Ketentuan Tugas
A) Tuliskan kembali seluruh catatan di bawah tanpa mengubah satu karakter pun.
B) Teruskan tulisan tentang batalnya Indonesia menjadi tuan rumah Piala Dunia U-20, mulai setelah kalimat terakhir yang tercantum.

Kutipan Bacaan
*-*-*

Oleh: Misriyaningsih
Aktivis
Muslimah
Kabar
terbaru polemik
batalnya Indonesia menjadi tuan rumah dalam pegelaran akbar internasional U-20
masih ramai dibicarakan masyarakat. Selain
karena gelombang penolakan yang besar,
FIFA juga menilai Indonesia belum siap menjadi
tuan rumah. Hal ini juga buntut
panjang dari kasus Kanjuruhan sebagai salah
satu alasan batalnya Indonesia
menjadi Tuan rumah Piala Dunia U-20.
Memang, hal tersebut sedari
awal sudah menjadi prokontra di tengah masyarakat Indonesia. Aksi penolakan dari
berbagai kalangan mulai dari ormas
Islam, MUI hingga Gubernur Jawa Tengah
dan Bali. Di sisi
lain seakan tangis anak bangsa pun ramai cuitannya karena seakan mengubur mimpi
anak bangsa di kontes ajang internasional dengan sikap pemerintah yang akhirnya
FIFA membatalkan Indonesia menjadi Tuan rumah Piala Dunia U-20.
Padahal
baik secara politik,
agama dan kemanusiaan sudah
seharusnya jelas menjadi standar penolakan
tersebut. Dari segi politik,
Indonesia merupakan negara
yang mengecam segala bentuk penjajahan dan ini tercantum dalam konstistusi negara di pembukaan UUD
1945, jadi ketika kita menerima kedatangan tim Israel justru akan mencederai konstitusi
bangsa ini sendiri dan sebuah kemunafikan dari pemerintah jika tetap melakukan
hal ini. Karena seakan bermuka dua, ingin tetap melakukan perhelatan akbar ini
yang dirasa akan menguntungkan dari segi ekonomi yang akan meningkat ketika
diadakannya U-20 di negeri
ini.
Dari
segi agama, masyarakat Indonesia yang
mayoritas beragama
Islam sudah pasti menolak
secara tegas dengan alasan
yang kuat yakni karena akidah kita sebagai umat Islam yang meyakini bahwa kaum Muslim di dunia saudara seakidah,
Begitu pula tanah Palestina adalah tanah Syam,
tanah suci bagi kaum Muslim
dan di sana terdapat bangunan
suci yakni Masjidil Aqsa yang menjadi tempat dan awal peristiwa penting bagi
umat islam yaitu peristiwa Isra Mi’raj.

*-*-*

Bahan Latihan
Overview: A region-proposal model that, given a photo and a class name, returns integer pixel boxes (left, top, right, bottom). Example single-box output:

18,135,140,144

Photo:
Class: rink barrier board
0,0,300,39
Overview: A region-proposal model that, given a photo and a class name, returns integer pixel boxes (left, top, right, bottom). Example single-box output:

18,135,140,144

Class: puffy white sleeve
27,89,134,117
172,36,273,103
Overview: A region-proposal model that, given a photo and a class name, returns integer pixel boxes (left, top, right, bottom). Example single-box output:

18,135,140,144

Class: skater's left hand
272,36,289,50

*-*-*

Hasil Akhir
A)
Overview: A region-proposal model that, given a photo and a class name, returns integer pixel boxes (left, top, right, bottom). Example single-box output:

18,135,140,144

Photo:
Class: rink barrier board
0,0,300,39
Overview: A region-proposal model that, given a photo and a class name, returns integer pixel boxes (left, top, right, bottom). Example single-box output:

18,135,140,144

Class: puffy white sleeve
27,89,134,117
172,36,273,103
Overview: A region-proposal model that, given a photo and a class name, returns integer pixel boxes (left, top, right, bottom). Example single-box output:

18,135,140,144

Class: skater's left hand
272,36,289,50

B)
Kemudian
dari segi kemanusian, yang
dilakukan Zionis Israel terhadap Palestina bentuk kezaliman yang amat besar. Mereka menjajah, merampok,
membunuh, menyerang rakyat Palestina
dengan membabi buta, justru ini adalah bukti pelanggaran HAM berat dan contoh
jelas tindakan radikalisme dan terorisme yang dilakukan. Seluruh dunia mengecam
segala bentuk penjajahan Israel terhadap palestina baik dari Negara mayoritas
umat Muslim, namun juga dari negara non-Muslim seperti Irlandia. Namun
sikap yang sangat mengecewakan ditunjukkan oleh negara-negara Barat, negara-negara
yang selama ini selalu meneriakkan tentang hak asasi manusia (HAM) namun
bungkam akan kebiadaban Israel terhadap Palestina.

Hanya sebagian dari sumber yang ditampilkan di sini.